Directions for this task:
Please copy the listing below word for word, keeping every line and number unchanged.

Supplied records:
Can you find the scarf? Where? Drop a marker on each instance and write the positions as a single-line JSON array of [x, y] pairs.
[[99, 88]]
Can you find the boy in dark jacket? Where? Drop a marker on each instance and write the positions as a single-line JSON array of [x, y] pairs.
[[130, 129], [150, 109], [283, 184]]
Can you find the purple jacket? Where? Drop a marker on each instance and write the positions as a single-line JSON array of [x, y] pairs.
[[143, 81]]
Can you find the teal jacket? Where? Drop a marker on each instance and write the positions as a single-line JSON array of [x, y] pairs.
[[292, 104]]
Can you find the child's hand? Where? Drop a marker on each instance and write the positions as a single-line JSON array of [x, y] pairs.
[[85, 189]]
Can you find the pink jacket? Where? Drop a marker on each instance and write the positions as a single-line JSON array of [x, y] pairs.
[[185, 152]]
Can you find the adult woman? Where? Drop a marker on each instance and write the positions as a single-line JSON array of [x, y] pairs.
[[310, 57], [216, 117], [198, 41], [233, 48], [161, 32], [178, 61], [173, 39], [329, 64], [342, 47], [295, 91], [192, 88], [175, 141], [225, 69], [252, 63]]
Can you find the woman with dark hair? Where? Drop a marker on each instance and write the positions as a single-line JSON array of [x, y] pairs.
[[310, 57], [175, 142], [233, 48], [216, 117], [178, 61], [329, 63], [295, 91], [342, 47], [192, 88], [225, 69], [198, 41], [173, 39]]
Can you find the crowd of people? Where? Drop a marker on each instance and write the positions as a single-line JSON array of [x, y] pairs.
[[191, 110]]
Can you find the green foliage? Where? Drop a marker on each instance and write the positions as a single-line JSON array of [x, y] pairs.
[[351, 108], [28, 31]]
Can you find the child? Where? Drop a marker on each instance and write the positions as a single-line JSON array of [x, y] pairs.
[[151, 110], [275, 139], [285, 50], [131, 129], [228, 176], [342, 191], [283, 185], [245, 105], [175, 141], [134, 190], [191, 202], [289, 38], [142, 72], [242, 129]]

Task result:
Can you find the scarf? Where? Drop a marker on each instance and write the positions as a single-line JSON array of [x, y] pairs.
[[99, 88]]
Can you find the boy in dark jacket? Where? Drop a marker on each instance and write the positions as a single-line JSON array of [x, y] pairs.
[[130, 129], [150, 109], [283, 184]]
Can you find the purple jacket? Where? Drop a marker on each instance and write the positions as a single-line JSON array of [x, y] pairs.
[[143, 81]]
Can you find the teal jacket? Where? Drop a marker on each instance and write the positions as a single-line JSON array of [x, y] pairs.
[[292, 104]]
Can you find the child's hand? Where? Drop a marker on each instance and write the positions as a single-line JSON array of [x, y] pairs.
[[85, 189]]
Can you find the pink jacket? Where? Drop a marker on each instance and write the positions as a single-line JSON array of [x, y] pairs.
[[185, 152]]
Can you find the adult woman? Where? Drop a marker on each instance and write the positions as a single-line JSON array of [x, y] pairs.
[[310, 57], [216, 117], [198, 41], [233, 48], [161, 32], [178, 61], [173, 39], [329, 64], [342, 47], [295, 91], [192, 88], [175, 141], [225, 69], [252, 63]]
Can you find the woman with dark hair? Where? Drop a marker on each instance and write the positions as a single-line JSON array of [x, y] pairs.
[[310, 57], [175, 142], [233, 48], [216, 117], [178, 61], [329, 63], [295, 91], [342, 47], [192, 88], [225, 69], [198, 41], [173, 39]]
Can you find the crowd of people? Where? Drop a marker on each instance and write the positions as a single-line JSON array of [x, y] pairs.
[[191, 110]]
Can you find the green foliage? Where? Drop a marker on each instance and write the positions as a single-line JSON array of [x, y] pairs.
[[351, 108], [28, 31]]
Can you find the child? Where? Drop a marker on each instance and write the positions as a single-line JSON array of [x, y] pairs.
[[151, 110], [275, 139], [285, 50], [131, 129], [228, 176], [342, 191], [283, 185], [245, 105], [175, 141], [134, 190], [191, 202], [289, 38], [142, 72], [242, 129]]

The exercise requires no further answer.